- _SHORT EXERCISE_: Extract every line of the data below and reproduce each one unchanged.
-- SUPPLIED ENTRIES start --
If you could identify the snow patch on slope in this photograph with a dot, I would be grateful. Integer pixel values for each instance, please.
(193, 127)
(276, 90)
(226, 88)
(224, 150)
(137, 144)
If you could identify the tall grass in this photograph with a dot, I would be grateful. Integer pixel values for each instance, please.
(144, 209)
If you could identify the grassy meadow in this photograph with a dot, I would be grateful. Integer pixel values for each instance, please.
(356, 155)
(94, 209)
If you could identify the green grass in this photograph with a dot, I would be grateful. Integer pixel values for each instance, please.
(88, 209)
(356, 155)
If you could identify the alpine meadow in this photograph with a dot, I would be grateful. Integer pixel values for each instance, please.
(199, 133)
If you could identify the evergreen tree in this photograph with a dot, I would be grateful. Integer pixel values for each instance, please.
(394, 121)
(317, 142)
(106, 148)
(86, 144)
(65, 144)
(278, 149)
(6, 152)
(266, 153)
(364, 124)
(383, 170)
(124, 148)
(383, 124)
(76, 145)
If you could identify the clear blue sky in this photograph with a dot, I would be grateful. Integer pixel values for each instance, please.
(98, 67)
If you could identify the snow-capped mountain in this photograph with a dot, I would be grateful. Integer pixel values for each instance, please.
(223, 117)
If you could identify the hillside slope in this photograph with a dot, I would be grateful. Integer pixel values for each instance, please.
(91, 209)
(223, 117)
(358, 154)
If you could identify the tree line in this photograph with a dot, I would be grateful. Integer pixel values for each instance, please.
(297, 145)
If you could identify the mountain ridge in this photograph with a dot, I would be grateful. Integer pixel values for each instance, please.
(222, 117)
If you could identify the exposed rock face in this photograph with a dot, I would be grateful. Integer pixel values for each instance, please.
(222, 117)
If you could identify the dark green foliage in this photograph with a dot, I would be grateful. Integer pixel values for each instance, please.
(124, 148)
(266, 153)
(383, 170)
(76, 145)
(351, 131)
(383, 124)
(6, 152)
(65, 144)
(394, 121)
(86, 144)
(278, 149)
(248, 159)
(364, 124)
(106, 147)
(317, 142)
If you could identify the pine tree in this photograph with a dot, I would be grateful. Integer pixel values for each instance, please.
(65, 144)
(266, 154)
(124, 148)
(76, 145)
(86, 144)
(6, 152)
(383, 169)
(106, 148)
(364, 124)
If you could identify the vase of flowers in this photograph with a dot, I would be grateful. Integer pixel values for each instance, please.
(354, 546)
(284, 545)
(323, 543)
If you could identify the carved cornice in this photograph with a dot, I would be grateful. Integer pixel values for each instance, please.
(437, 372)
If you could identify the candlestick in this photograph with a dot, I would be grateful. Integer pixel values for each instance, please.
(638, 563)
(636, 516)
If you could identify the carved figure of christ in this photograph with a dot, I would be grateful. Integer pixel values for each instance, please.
-- SUPPLIED ENTRIES end --
- _RESPONSE TO THE TASK_:
If you could identify the snow patch on slope in this photograph with a dot, I would be grateful. Integer pixel values for each instance, please.
(193, 127)
(276, 90)
(226, 88)
(224, 150)
(137, 144)
If you could identify the tall grass in this photograph with a dot, I would be grateful. Integer pixel values for each instance, please.
(144, 209)
If you could identify the grassy meadow in this photograph with a dot, I would be grateful. Integer pixel values for each instance, please.
(356, 155)
(94, 209)
If you could identify the green grass in this photograph with a dot, I would be grateful. Integer pixel values for each instance, please.
(88, 209)
(356, 155)
If you could identify the alpine meadow in this photograph with a dot, I would be grateful. Integer pixel values for each instance, please.
(199, 133)
If you could identify the evergreen tree in this photograph with a dot, I would be grateful. Integer pixel values for each instance, please.
(394, 121)
(317, 142)
(106, 148)
(86, 144)
(65, 144)
(278, 149)
(6, 152)
(266, 153)
(364, 124)
(383, 170)
(124, 148)
(383, 124)
(76, 145)
If you could identify the clear blue sky in this photograph with a dot, I would be grateful. Integer pixel values for each instance, please.
(98, 67)
If you could identify the snow-capped mountain in this photograph with a dot, I would be grateful. Integer pixel values for each instance, please.
(223, 117)
If you could identify the hillside slope in this photograph with a dot, I would be grateful. Integer pixel values for each instance, please.
(91, 209)
(223, 117)
(358, 154)
If you could identify the tree line in this photograph with a dot, I would be grateful. Integer pixel values for each instance, please.
(297, 145)
If you could identify the mountain ridge in this photograph with a dot, I would be grateful. Integer pixel values for each instance, please.
(222, 117)
If you could identify the exposed rock face in this photograph with a dot, I would be grateful. Integer pixel values for each instance, please.
(222, 117)
If you could identify the dark green foliage in this photograph with a dot, I would be grateful. Integer pixel values for each instance, please.
(124, 148)
(266, 153)
(383, 170)
(76, 145)
(351, 131)
(383, 124)
(6, 152)
(65, 144)
(394, 121)
(86, 144)
(278, 149)
(248, 159)
(364, 124)
(106, 147)
(317, 142)
If you could identify the pine tree in this photograph with a dot, I would be grateful. Integer pixel values for each instance, please.
(65, 144)
(266, 154)
(124, 148)
(76, 145)
(86, 144)
(6, 152)
(383, 169)
(106, 148)
(364, 124)
If you could identify the vase of flowers in this photograph with a dot, I would be grateful. Integer pixel values for each instance, please.
(354, 546)
(284, 545)
(323, 543)
If you could identify the carved cornice in this photograph with a dot, I would be grateful. Integer pixel values for each instance, please.
(437, 372)
If you could identify the candlestick in this photograph with a dot, I would be grateful. Integer pixel values for each instance, please.
(638, 563)
(636, 516)
If you could identify the carved figure of christ in this photograph with a dot, I would be grateful. Integer pixel values for each instance, please.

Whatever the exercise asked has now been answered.